• [DOCUMENT EXCERPT]:

------------------------

- DVD cover for the unrated version
- Directed by: John Roecker
- Written by: John Roecker
- Produced by: Tim Armstrong
- Narrated by: Tim Armstrong
- Edited by: Dean Gonzalez
- Production companies: You've Got Bad Taste Productions Hellcat Films
- Distributed by: Wellspring Media
- Release date: January 17, 2006;
- Running time: 75 minutes
- Country: United States
- Language: English
- Box office: $11,290

= Live Freaky! Die Freaky! =

Live Freaky! Die Freaky! is a 2006 American stop-motion animated independent musical film directed by John Roecker. It is a black comedy based on the Charles Manson murders. It premiered on DVD in the United States on January 17, 2006, and played in a few theatres on January 20, 27 and 28.

------------------------

• [SUPPLIED ENTRIES]:
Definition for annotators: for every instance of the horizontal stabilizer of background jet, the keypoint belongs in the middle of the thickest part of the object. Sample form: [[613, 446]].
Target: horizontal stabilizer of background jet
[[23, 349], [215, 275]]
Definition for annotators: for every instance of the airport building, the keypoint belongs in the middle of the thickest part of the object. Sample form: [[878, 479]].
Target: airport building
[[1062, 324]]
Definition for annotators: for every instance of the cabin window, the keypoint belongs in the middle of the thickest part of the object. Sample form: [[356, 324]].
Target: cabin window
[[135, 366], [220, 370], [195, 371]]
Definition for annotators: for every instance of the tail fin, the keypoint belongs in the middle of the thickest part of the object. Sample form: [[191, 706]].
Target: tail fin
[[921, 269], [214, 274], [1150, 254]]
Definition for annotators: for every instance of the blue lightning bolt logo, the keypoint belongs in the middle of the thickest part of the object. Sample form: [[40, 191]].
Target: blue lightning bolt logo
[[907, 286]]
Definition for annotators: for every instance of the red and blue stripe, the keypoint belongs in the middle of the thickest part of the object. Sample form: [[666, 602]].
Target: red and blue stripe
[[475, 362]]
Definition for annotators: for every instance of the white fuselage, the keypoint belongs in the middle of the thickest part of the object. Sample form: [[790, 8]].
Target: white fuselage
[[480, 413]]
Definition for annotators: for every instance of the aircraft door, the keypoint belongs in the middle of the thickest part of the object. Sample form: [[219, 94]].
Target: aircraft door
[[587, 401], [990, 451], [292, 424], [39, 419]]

------------------------

• [EXERCISE SET]:
1. Answer these about the film text:
(a) Who edited the film?
(b) How long does the film run?
(c) Which murders is the film based on?
2. Sum up the film text in two sentences.
The records stand apart from the film text and have nothing to do with it.

• [FINAL RESULTS]:
1.
(a) Dean Gonzalez
(b) 75 minutes
(c) The Charles Manson murders

2. Live Freaky! Die Freaky! is a 2006 American stop-motion animated independent musical and black comedy based on the Charles Manson murders, directed by John Roecker. It premiered on DVD in the United States on January 17, 2006, and played in a few theatres on January 20, 27 and 28.